▸ **DOCUMENT SEGMENT**
========================================
One of the advantages of working in a highly specialised sector is the excellent training lawyers receive (much of it courtesy of specialist chambers practising in this area). The quality of correspondence is generally exceptionally high. The same firms are regularly pitted against each other and every letter is written knowing that it might end up before a High Court judge, or indeed, on Twitter. As reputation lawyers, it is hardly surprising that these firms generally try to safeguard their own reputations: reputations where integrity is paramount. Why would they want to harm that? We would never accept instructions to assert a claim that is not properly arguable. Our letters are robust, but measured. Correspondence we receive from our contemporaries is in a similar style. Where we receive inappropriate correspondence or inappropriate threats, we call it out. On the rare occasions where a report is necessary, it almost invariably concerns an inexperienced (possibly even unqualified) lawyer and/or a non-specialist firm.
========================================
▸ **ENTRIES**
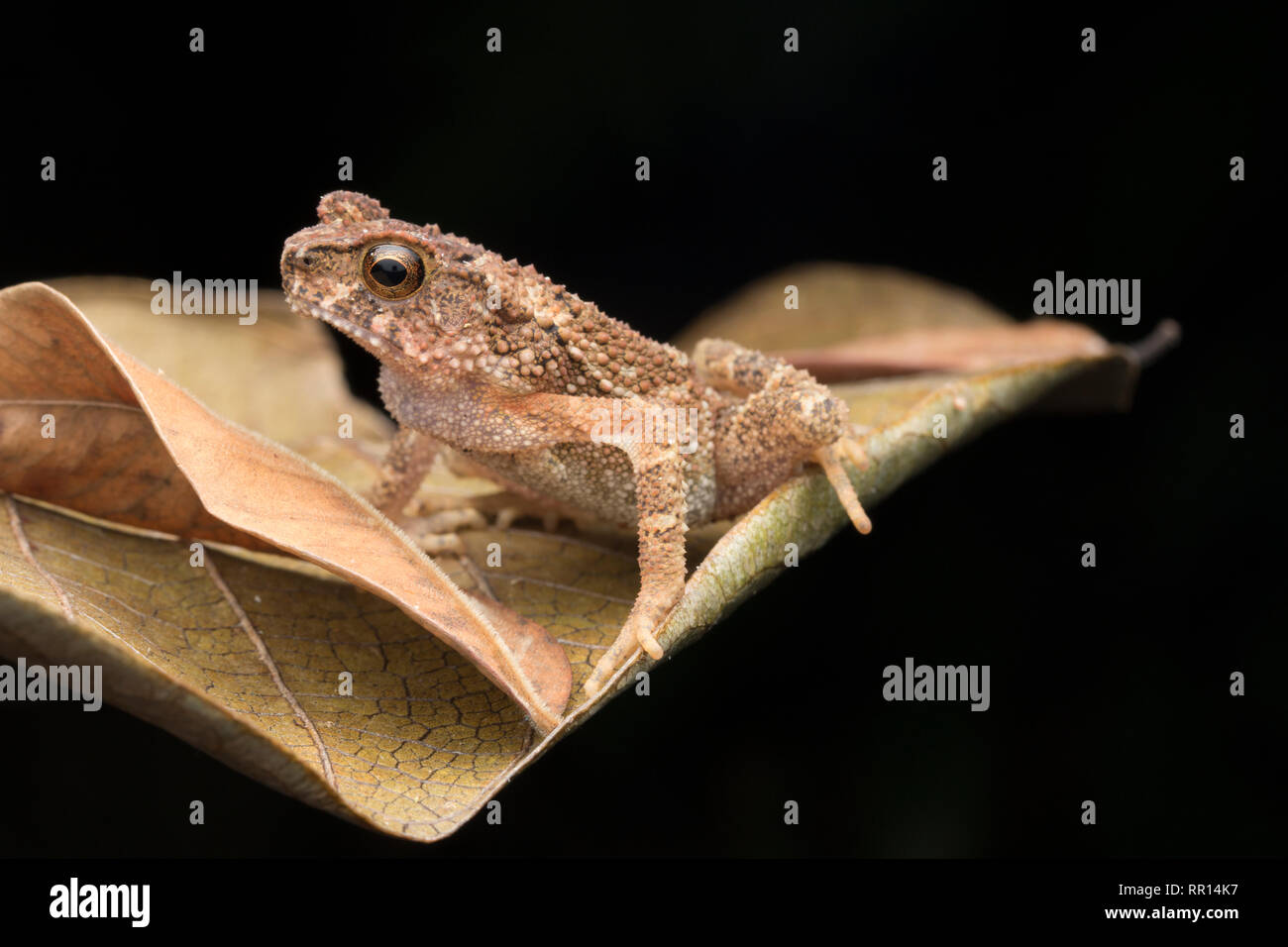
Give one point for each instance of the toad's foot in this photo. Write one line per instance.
(829, 459)
(651, 609)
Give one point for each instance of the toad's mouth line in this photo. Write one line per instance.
(351, 329)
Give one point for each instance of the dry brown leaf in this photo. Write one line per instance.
(138, 450)
(407, 755)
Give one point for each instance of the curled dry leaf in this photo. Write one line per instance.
(130, 446)
(426, 740)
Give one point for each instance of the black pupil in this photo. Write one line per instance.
(389, 272)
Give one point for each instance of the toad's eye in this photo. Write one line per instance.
(391, 270)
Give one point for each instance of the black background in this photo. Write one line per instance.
(1108, 684)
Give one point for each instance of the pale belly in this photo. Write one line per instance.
(597, 479)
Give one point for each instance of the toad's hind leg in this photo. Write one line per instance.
(785, 418)
(660, 496)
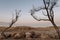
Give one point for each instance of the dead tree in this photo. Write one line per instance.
(48, 7)
(14, 20)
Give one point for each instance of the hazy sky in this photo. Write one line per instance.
(7, 7)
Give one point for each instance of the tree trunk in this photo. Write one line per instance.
(56, 28)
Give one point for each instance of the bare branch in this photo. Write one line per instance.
(44, 14)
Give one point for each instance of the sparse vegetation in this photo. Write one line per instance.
(30, 33)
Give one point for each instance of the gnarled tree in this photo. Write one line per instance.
(48, 7)
(14, 20)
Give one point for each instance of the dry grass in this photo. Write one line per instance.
(29, 33)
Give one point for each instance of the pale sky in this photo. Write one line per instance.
(7, 7)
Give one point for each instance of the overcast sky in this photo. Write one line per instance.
(7, 7)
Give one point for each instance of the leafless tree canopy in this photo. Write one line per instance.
(48, 7)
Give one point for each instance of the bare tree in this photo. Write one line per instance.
(48, 7)
(14, 20)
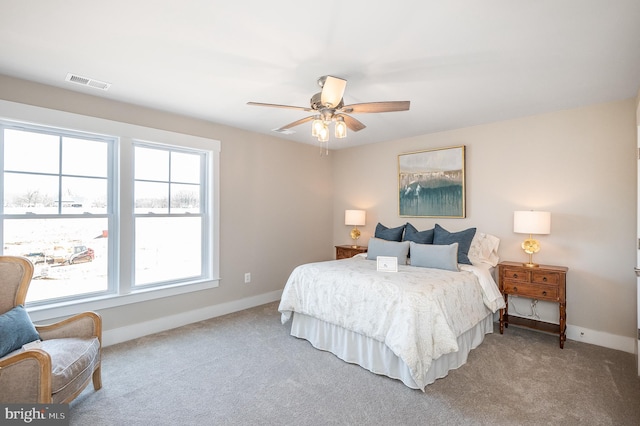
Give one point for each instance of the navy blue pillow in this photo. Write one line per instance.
(463, 238)
(389, 234)
(420, 237)
(16, 329)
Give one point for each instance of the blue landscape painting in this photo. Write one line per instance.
(431, 183)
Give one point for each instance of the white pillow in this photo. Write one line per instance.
(438, 256)
(484, 249)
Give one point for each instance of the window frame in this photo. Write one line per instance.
(121, 269)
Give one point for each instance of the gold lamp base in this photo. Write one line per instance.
(355, 234)
(530, 246)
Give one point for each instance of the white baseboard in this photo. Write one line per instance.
(612, 341)
(122, 334)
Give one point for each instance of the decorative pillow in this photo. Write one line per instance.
(379, 247)
(443, 237)
(421, 237)
(389, 234)
(435, 256)
(16, 329)
(484, 249)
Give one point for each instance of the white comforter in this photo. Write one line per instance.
(417, 312)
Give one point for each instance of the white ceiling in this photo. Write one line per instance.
(459, 62)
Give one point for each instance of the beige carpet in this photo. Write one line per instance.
(245, 369)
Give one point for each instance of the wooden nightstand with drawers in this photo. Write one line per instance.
(545, 282)
(345, 252)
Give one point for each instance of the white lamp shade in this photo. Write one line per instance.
(354, 217)
(532, 222)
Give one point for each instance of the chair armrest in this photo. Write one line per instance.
(86, 324)
(26, 377)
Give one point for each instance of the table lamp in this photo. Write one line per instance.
(531, 222)
(354, 218)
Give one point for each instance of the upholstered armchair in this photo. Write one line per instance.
(57, 369)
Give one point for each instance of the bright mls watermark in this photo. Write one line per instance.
(34, 414)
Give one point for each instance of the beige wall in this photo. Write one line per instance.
(578, 164)
(276, 202)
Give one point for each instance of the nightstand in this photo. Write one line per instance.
(345, 252)
(545, 282)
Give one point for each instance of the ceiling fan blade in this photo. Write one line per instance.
(389, 106)
(351, 122)
(296, 123)
(332, 91)
(279, 106)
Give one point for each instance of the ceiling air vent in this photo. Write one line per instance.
(90, 82)
(284, 131)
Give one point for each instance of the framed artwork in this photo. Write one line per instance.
(431, 183)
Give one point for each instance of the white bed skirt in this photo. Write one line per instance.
(375, 356)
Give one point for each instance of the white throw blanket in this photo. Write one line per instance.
(417, 312)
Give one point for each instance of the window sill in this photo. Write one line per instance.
(65, 309)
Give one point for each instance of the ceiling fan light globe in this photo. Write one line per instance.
(316, 127)
(340, 129)
(323, 135)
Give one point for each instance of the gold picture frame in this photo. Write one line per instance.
(431, 183)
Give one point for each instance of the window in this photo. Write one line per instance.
(106, 219)
(169, 217)
(56, 208)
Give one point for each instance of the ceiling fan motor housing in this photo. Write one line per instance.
(316, 103)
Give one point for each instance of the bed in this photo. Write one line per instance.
(414, 325)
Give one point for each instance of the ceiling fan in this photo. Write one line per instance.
(328, 106)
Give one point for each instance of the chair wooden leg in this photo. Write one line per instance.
(97, 378)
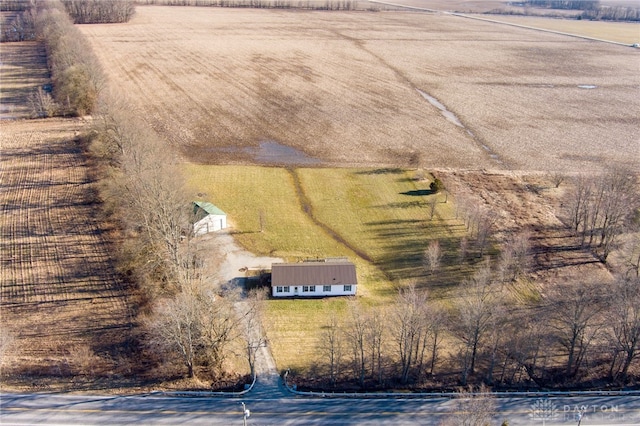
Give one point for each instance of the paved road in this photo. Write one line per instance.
(52, 409)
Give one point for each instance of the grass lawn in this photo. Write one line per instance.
(379, 218)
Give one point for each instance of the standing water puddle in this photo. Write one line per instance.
(272, 152)
(269, 152)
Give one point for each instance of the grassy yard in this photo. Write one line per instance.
(379, 218)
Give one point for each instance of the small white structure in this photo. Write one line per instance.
(207, 218)
(330, 277)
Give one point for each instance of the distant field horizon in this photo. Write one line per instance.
(348, 88)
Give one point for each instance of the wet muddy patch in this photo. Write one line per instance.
(268, 152)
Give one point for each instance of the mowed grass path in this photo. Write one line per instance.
(378, 218)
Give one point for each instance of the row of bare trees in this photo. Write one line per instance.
(99, 11)
(76, 73)
(601, 208)
(189, 317)
(21, 26)
(574, 332)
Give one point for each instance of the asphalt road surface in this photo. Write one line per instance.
(62, 409)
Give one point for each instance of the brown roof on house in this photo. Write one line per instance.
(313, 273)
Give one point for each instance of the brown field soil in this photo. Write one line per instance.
(23, 70)
(343, 88)
(61, 300)
(484, 6)
(621, 32)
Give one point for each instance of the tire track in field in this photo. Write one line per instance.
(487, 151)
(307, 208)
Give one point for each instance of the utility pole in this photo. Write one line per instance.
(245, 413)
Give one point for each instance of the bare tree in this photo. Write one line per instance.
(514, 258)
(599, 209)
(573, 311)
(176, 328)
(356, 334)
(255, 338)
(410, 330)
(6, 340)
(221, 325)
(156, 203)
(376, 326)
(331, 347)
(624, 326)
(433, 202)
(475, 316)
(42, 104)
(433, 256)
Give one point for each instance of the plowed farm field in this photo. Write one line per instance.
(60, 297)
(365, 88)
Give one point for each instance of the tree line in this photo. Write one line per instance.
(565, 4)
(99, 11)
(188, 317)
(565, 335)
(185, 316)
(262, 4)
(583, 331)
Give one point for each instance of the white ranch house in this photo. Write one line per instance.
(207, 218)
(314, 279)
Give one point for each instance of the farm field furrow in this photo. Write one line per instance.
(344, 88)
(58, 286)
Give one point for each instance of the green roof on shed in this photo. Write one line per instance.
(208, 207)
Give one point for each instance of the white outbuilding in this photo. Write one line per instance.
(207, 218)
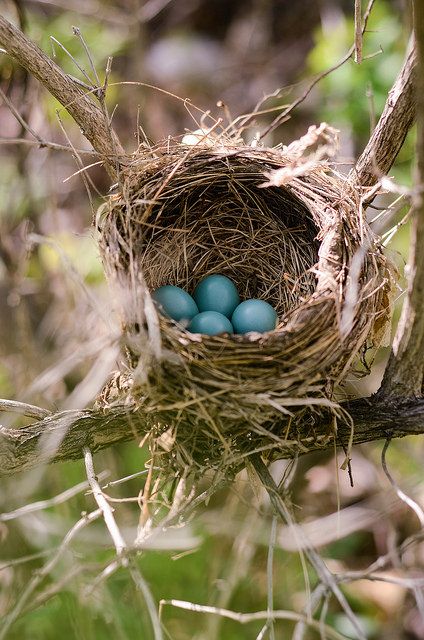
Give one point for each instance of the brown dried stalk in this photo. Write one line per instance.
(79, 104)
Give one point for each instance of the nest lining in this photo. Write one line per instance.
(184, 215)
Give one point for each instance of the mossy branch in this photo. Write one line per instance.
(63, 436)
(389, 135)
(404, 375)
(87, 114)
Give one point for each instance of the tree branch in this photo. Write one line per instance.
(90, 118)
(389, 135)
(404, 373)
(37, 444)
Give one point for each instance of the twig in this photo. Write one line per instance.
(44, 144)
(401, 494)
(120, 544)
(245, 618)
(373, 419)
(404, 373)
(24, 409)
(284, 114)
(358, 32)
(106, 509)
(45, 504)
(389, 135)
(324, 575)
(38, 577)
(80, 106)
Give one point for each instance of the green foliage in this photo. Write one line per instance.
(342, 99)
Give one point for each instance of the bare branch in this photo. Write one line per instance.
(358, 32)
(404, 373)
(81, 107)
(389, 135)
(20, 449)
(283, 116)
(104, 506)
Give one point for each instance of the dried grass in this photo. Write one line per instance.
(185, 212)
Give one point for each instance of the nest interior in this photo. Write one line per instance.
(304, 247)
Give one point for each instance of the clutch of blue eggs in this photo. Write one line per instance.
(215, 308)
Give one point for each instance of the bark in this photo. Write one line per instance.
(92, 121)
(405, 370)
(63, 436)
(389, 135)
========================================
▸ **EXERCISES TO COMPLETE**
1/ In the passage about reputation lawyers, who is a report almost always about on the rare occasions one is needed?
2/ Pick up the passage about reputation lawyers after its last sentence and carry it on in the same style.

▸ **ANSWER LIST**
1/ An inexperienced (possibly even unqualified) lawyer and/or a non-specialist firm.

2/
Given the question of SLAPPs has been raised in parliament, the regulator was right to conduct a thematic review. However, the ‘live issue’ should be seen in its proper context. The media does not like the law of defamation (and they dislike privacy even more), because they do not like restrictions on what they can publish or broadcast. The campaign against SLAPPs is essentially just another attack on the law of defamation. The invasion of Ukraine and sanctions on the oligarchs gave the media the perfect platform to rally public support. But at the end of the day, lawyers are just facilitators and go-betweens (not ‘hired guns’ as the report correctly points out). If there are problems around the terms of entry to the UK, the sale of British assets to foreign actors, influence on our major political parties, and so on, these are chiefly matters for the government.
The perception that defamation lawyers help the wealthy suppress public debate is one I find particularly offensive. There are very few cases where the claimant is the wealthier party. Normally it is the defendant that has the upper-hand financially. Let us not shed too many tears for the Murdochs of this world. While, broadly-speaking, a free press is something we should be very proud of, elements of the UK media are responsible for committing terrible atrocities (think phone hacking) and media lawyers play an important role in holding them to account.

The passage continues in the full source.